=== Selected text ===

Hoffman, Corey et al. (2011) International Worm Meeting "The minus-end actin capping protein, TMD-1/tropomodulin, regulates the morphology of the intestine and excretory cell."

Ling, Clarence, Mantione, Gary, Hoffman, Corey, Gallagher, Thomas, Cannataro, Vincent, Cox, Elisabeth (Abbi), Vissichelli, Nicole

[International Worm Meeting, 2011]

Tropomodulins are actin regulatory proteins that interact with the slow-growing end of actin filaments and also have actin nucleating activity. C. elegans has a tropomodulin homolog, TMD-1/UNC-94 that encodes two isoforms with sequence similarity to vertebrate tropomodulins. TMD-1 is involved in body wall muscle development1,2; and we have found that it is also needed for proper morphology of the intestine and excretory cell. In the intestine, TMD-1 localizes to the terminal web, which is an actin and intermediate filament rich structure that underlies the apical membrane facing the lumen. In the intestine, loss of tmd-1 function results in flattened morphology of the lumen and a reduction in intestinal lumen volume. Interestingly, the intestinal defects can be rescued by performing weak RNAi for the myosin phosphatase, mel-11, suggesting a potential role for TMD-1 in promoting proper actomyosin contractility levels in the terminal web. More globally, this points to an important and previously undocumented role for actomyosin contractility in regulating lumen shape of simple endothelial tubes. tmd-1(tm724) mutants, which carry a large deletion in the tmd-1 gene, also have excretory cell defects; specifically the canals fail to extend properly. Improper structure of the intestine and excretory cell may account for the larval lethality, patchy appearance, and slow growth exhibited by tmd-1(tm724) mutants. This work indicates an important role for TMD-1/tropomodulin in morphogenesis of tubular epithelial tissues. 1 Yamashiro et al. (2008) J. Cell Sci. 121: 3867-77. 2 Stevensen et al. (2007) J. Mol. Bio. 374: 936-50.

Cannataro, Vincent et al. (2009) International Worm Meeting "TMD-1 / Tropomodulin Regulates Intestinal Lumen Diameter in C. elegans."

=== Information shown ===

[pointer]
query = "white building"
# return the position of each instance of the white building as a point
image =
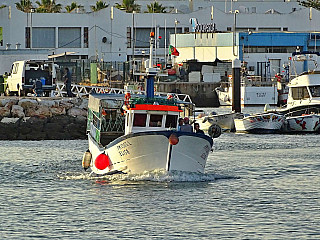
(111, 34)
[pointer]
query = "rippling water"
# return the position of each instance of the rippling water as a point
(255, 187)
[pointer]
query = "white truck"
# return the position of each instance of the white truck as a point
(25, 73)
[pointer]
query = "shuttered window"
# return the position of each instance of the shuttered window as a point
(43, 37)
(69, 37)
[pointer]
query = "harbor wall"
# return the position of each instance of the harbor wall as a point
(202, 94)
(43, 118)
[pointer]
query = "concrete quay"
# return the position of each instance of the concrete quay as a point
(34, 118)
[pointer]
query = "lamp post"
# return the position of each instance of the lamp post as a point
(133, 45)
(176, 22)
(32, 10)
(234, 31)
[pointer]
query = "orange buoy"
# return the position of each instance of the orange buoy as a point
(173, 139)
(102, 161)
(86, 160)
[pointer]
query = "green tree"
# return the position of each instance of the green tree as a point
(48, 6)
(99, 5)
(311, 3)
(24, 5)
(129, 6)
(72, 7)
(155, 8)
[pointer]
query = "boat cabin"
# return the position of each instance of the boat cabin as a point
(151, 117)
(304, 87)
(106, 119)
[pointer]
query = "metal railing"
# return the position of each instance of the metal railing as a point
(84, 90)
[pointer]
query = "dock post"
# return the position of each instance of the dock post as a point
(236, 88)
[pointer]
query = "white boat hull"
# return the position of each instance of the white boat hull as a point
(225, 121)
(264, 123)
(148, 151)
(307, 123)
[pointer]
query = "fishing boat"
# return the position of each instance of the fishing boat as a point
(307, 123)
(304, 91)
(260, 123)
(151, 140)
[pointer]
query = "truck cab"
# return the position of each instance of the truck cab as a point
(24, 74)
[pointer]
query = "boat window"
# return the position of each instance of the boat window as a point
(139, 120)
(315, 91)
(155, 120)
(300, 93)
(171, 121)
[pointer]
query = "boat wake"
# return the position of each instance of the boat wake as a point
(153, 176)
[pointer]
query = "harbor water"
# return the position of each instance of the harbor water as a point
(255, 187)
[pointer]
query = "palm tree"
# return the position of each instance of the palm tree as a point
(72, 7)
(155, 8)
(99, 5)
(48, 6)
(24, 5)
(129, 6)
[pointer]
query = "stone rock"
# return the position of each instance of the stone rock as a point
(7, 120)
(66, 104)
(76, 112)
(47, 103)
(58, 110)
(17, 111)
(84, 104)
(28, 103)
(5, 112)
(43, 112)
(11, 102)
(3, 102)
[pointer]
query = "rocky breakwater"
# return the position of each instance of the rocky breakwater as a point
(43, 118)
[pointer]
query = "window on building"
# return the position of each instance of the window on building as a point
(43, 37)
(300, 93)
(155, 120)
(139, 120)
(85, 37)
(69, 37)
(315, 91)
(171, 121)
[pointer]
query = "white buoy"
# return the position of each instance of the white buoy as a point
(86, 160)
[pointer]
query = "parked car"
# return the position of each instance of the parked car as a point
(25, 73)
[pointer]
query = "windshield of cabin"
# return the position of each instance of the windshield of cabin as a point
(315, 91)
(300, 93)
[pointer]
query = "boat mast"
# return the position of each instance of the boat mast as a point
(151, 71)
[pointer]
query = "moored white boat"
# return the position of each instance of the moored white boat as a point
(225, 121)
(306, 123)
(260, 123)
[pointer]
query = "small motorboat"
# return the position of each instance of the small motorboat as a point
(308, 123)
(260, 123)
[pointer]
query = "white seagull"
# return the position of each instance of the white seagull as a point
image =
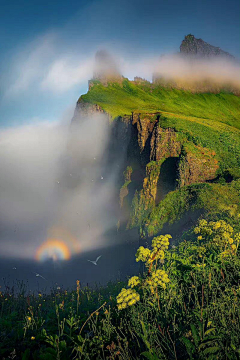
(39, 275)
(95, 262)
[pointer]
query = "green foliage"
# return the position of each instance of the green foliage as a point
(216, 200)
(195, 316)
(121, 99)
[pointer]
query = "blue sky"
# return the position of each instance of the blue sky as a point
(47, 47)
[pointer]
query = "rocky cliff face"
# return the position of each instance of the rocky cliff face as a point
(198, 48)
(149, 151)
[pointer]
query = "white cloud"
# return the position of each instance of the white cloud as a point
(65, 73)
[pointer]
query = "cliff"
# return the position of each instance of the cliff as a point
(179, 150)
(191, 46)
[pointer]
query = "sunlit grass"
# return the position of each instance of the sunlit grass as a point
(185, 305)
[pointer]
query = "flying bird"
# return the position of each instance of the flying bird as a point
(39, 275)
(95, 262)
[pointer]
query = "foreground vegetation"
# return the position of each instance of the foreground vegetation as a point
(185, 305)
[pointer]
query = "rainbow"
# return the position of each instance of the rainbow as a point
(60, 245)
(53, 248)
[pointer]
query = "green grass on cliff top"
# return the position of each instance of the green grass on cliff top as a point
(121, 99)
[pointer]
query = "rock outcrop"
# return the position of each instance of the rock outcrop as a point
(198, 48)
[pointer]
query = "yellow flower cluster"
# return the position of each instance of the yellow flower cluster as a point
(159, 278)
(134, 281)
(161, 242)
(142, 254)
(127, 297)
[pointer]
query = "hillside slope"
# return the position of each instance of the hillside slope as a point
(183, 153)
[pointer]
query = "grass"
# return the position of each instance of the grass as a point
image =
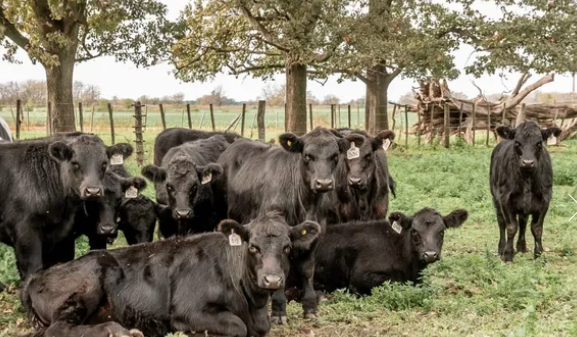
(470, 292)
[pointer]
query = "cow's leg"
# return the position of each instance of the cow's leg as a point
(521, 243)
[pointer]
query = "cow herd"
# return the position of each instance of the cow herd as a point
(244, 224)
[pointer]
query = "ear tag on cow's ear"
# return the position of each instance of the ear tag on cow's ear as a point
(116, 159)
(353, 152)
(386, 144)
(234, 239)
(396, 227)
(131, 192)
(206, 178)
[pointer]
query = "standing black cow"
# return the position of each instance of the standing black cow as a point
(291, 179)
(174, 137)
(47, 183)
(521, 184)
(185, 183)
(218, 283)
(363, 255)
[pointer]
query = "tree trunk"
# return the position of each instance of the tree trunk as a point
(59, 83)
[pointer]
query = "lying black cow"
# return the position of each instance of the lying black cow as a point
(363, 255)
(185, 183)
(291, 179)
(217, 282)
(174, 137)
(521, 184)
(46, 183)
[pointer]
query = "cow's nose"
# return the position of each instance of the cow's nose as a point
(183, 212)
(323, 185)
(430, 256)
(273, 282)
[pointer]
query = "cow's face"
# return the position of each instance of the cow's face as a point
(427, 229)
(84, 161)
(269, 241)
(320, 150)
(184, 180)
(528, 138)
(361, 156)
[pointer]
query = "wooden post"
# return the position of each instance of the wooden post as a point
(447, 132)
(260, 119)
(111, 123)
(162, 117)
(138, 133)
(18, 117)
(80, 117)
(212, 117)
(242, 120)
(189, 117)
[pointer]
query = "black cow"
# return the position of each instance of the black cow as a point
(521, 184)
(363, 255)
(291, 179)
(47, 183)
(218, 283)
(174, 137)
(185, 183)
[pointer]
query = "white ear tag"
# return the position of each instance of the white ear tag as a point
(234, 239)
(353, 152)
(386, 144)
(116, 159)
(206, 178)
(396, 227)
(131, 192)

===

> _Work order_:
Resume the text on TMD-1/tropomodulin from the point where it stops. The records come from a different source than the text above them.

> _Task result_:
Silva, Malan, Cannataro, Vincent, Gallagher, Thomas, Cox, Elisabeth

[International Worm Meeting, 2009]

Tubes are a central architectural feature of many human tissues including glands, the urogenital and gastrointestinal tracts, the respiratory tract and the vascular system. Despite their importance, much remains unknown about the molecular mechanisms involved in tube development. This work explores a new role for tropomodulins in regulation of endothelial tube formation. Tropomodulins are one of the few proteins known to regulate the slow growing ends of actin filaments. The C. elegans tmd-1 gene encodes two transcripts (tmd-1a and tmd-1b) that have similar domain structure to mammalian tropomodulins. We have been examining the role of TMD-1 in development of the C. elegans intestine, which is a relatively simple, transparent tube that forms by a cord-hollowing mechanism similar to that used by some capillaries and renal tubules. Antibody staining using a rabbit anti-TMD-1 antibody demonstrates that TMD-1 localizes to the luminal surface of the C. elegans intestine as it undergoes morphogenesis. Interestingly, embryos homozygous for the tmd-1(tm724) allele, which contains a large deletion that affects both transcripts1, exhibit areas of intestinal lumen diameter that are 65% larger than wild-type. tmd-1(sf20) homozygous mutants, which have a premature stop codon affecting both transcripts2, also exhibit luminal expansions (50% larger than wild-type). Currently, investigations are underway to determine the molecular mechanisms by which TMD-1 regulates intestinal lumen diameter. Possibilities include modulation of actomyosin contractility, cooperation with the actin-spectrin cytoskeleton to provide mechanical strength to the luminal surface, and/or regulation of vesicle trafficking. This work is supported by National Institutes of Health grant R15HD059952. 1 Yamashiro et al. (2008) J. Cell Sci. 121: 3867-77. 2 Stevensen et al. (2007) J. Mol. Bio. 374: 936-50.